Prenons par exemple la détermination de l’assiette des indemnités d’activité partielle avec l’inclusion des heures supplémentaires. D’abord exclues dans les premiers textes, elles ont finalement été intégrées dans l’assiette ensuite et ce, au prix d’une correction tardive avec nécessaire rétroactivité. Les gestionnaires payes ont dû se tirer les cheveux plus d’une fois !

Mais quand la parole contredit les faits, c’est encore pire. Dans un contexte où les Français étaient confinés et donc alertes aux messages spécifiquement télévisuels, ils ont assisté au véritable gloubi boulga concernant la Prime PEPA.

À écouter le Ministre de l’Economie, elle était présentée comme une véritable Prime de risque parce qu’accordée aux « héros sur le front » de l’épidémie.

Que n’a pas été la déception quand l’ordonnance du 1er avril n’a retenu « les conditions de travail liées à l’épidémie de Covid-19 » comme simple critère de modulation de la prime.

On est loin d’une prime de risque puisque non seulement elle peut être versée à des salariés qui n’ont pas été exposés à des risques de contagions spécifiques (télétravailleurs), mais en plus ce critère peut être évincé, modulé ou minoré en comparaison à d’autres critères. 

Enfin, l’insécurité juridique est à son comble quand la justice s’en mêle puisqu’alors que ces normes alternatives ont été érigées comme de véritables sources de droits et obligations par leurs créateurs, elles ont finalement été balayées de tout effet contraignant par les autorités judiciaires. C’est ainsi que le 19 octobre dernier, le Conseil d’État a rejeté l’idée d’accorder une quelconque force contraignante au Protocole sanitaire. 

Les entreprises qui le respectent scrupuleusement ne sont donc pas exemptées de tout risque judiciaire y compris pénal…

Que ce Droit Social de l’urgence semble confus, me direz-vous. Balayé par la vague des textes nouveaux, évolutifs, rétroactifs, voire mélioratifs, on pourrait en faire une énième victime du COVID-19.

[Données sources]
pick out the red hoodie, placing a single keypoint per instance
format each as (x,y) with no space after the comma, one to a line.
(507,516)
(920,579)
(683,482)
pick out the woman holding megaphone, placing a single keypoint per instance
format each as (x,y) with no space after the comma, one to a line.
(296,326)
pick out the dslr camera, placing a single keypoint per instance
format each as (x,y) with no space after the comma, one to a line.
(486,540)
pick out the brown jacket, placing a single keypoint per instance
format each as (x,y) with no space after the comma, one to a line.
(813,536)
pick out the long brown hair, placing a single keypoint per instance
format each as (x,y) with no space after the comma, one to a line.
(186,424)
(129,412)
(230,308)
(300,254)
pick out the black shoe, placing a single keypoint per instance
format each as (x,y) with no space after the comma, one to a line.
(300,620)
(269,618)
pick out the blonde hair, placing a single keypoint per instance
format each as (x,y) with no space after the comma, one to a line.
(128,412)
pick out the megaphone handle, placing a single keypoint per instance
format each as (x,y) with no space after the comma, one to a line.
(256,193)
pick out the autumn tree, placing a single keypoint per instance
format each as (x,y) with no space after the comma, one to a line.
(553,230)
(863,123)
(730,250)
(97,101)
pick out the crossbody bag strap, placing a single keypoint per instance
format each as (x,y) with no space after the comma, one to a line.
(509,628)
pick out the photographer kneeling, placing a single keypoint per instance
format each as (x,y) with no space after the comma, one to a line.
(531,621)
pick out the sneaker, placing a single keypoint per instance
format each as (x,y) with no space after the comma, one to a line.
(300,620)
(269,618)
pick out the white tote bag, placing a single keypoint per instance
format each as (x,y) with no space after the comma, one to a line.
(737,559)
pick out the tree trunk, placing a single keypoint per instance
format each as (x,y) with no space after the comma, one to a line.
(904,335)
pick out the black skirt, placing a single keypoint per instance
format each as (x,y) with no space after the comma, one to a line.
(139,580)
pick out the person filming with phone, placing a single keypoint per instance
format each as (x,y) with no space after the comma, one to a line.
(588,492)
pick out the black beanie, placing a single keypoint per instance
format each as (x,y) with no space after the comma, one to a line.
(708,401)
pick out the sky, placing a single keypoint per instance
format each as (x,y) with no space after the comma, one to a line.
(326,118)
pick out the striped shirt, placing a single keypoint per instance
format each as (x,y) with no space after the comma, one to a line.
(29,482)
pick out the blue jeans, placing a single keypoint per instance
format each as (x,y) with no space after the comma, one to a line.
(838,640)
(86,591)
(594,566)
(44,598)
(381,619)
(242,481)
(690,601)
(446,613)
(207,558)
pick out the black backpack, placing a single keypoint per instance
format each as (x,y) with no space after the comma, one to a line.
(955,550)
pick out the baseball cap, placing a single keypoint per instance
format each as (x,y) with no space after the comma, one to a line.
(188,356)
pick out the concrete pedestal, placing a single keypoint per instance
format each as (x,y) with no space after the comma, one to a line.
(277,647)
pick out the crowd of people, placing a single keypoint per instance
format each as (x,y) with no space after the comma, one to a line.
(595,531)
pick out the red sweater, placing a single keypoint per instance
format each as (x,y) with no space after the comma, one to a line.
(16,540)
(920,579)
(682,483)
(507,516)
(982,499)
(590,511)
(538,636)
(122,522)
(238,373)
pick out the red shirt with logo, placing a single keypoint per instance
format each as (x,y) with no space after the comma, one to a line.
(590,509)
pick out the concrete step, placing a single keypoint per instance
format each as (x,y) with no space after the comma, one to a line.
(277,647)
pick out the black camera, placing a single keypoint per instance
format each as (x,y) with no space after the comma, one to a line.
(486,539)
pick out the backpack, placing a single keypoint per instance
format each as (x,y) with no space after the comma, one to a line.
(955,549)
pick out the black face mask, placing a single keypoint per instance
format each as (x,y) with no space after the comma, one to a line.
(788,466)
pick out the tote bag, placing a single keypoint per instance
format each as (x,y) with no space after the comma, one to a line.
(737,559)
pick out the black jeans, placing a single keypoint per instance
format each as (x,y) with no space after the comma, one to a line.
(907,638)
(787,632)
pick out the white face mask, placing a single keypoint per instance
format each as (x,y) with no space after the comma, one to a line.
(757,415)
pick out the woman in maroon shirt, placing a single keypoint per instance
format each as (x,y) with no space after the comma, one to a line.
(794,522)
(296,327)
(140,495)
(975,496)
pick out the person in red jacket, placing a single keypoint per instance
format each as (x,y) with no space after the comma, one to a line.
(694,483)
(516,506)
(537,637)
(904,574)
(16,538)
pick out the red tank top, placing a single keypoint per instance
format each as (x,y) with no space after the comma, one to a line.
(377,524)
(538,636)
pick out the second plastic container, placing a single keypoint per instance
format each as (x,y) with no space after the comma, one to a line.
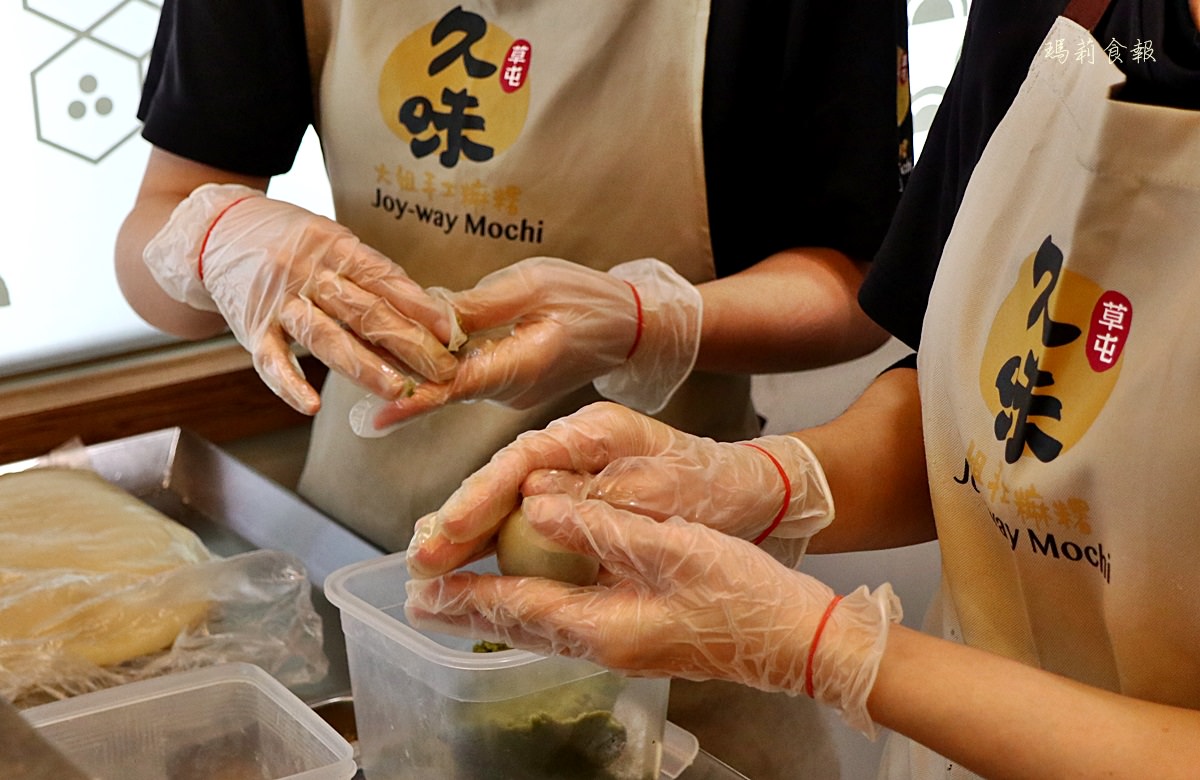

Ce qui est demandé => Extrayez du texte sur le droit social de l'urgence le passage allant de « Prenons par exemple » jusqu'à « la Prime PEPA. », sans rien y modifier.

Corrigé =>
Prenons par exemple la détermination de l’assiette des indemnités d’activité partielle avec l’inclusion des heures supplémentaires. D’abord exclues dans les premiers textes, elles ont finalement été intégrées dans l’assiette ensuite et ce, au prix d’une correction tardive avec nécessaire rétroactivité. Les gestionnaires payes ont dû se tirer les cheveux plus d’une fois !

Mais quand la parole contredit les faits, c’est encore pire. Dans un contexte où les Français étaient confinés et donc alertes aux messages spécifiquement télévisuels, ils ont assisté au véritable gloubi boulga concernant la Prime PEPA.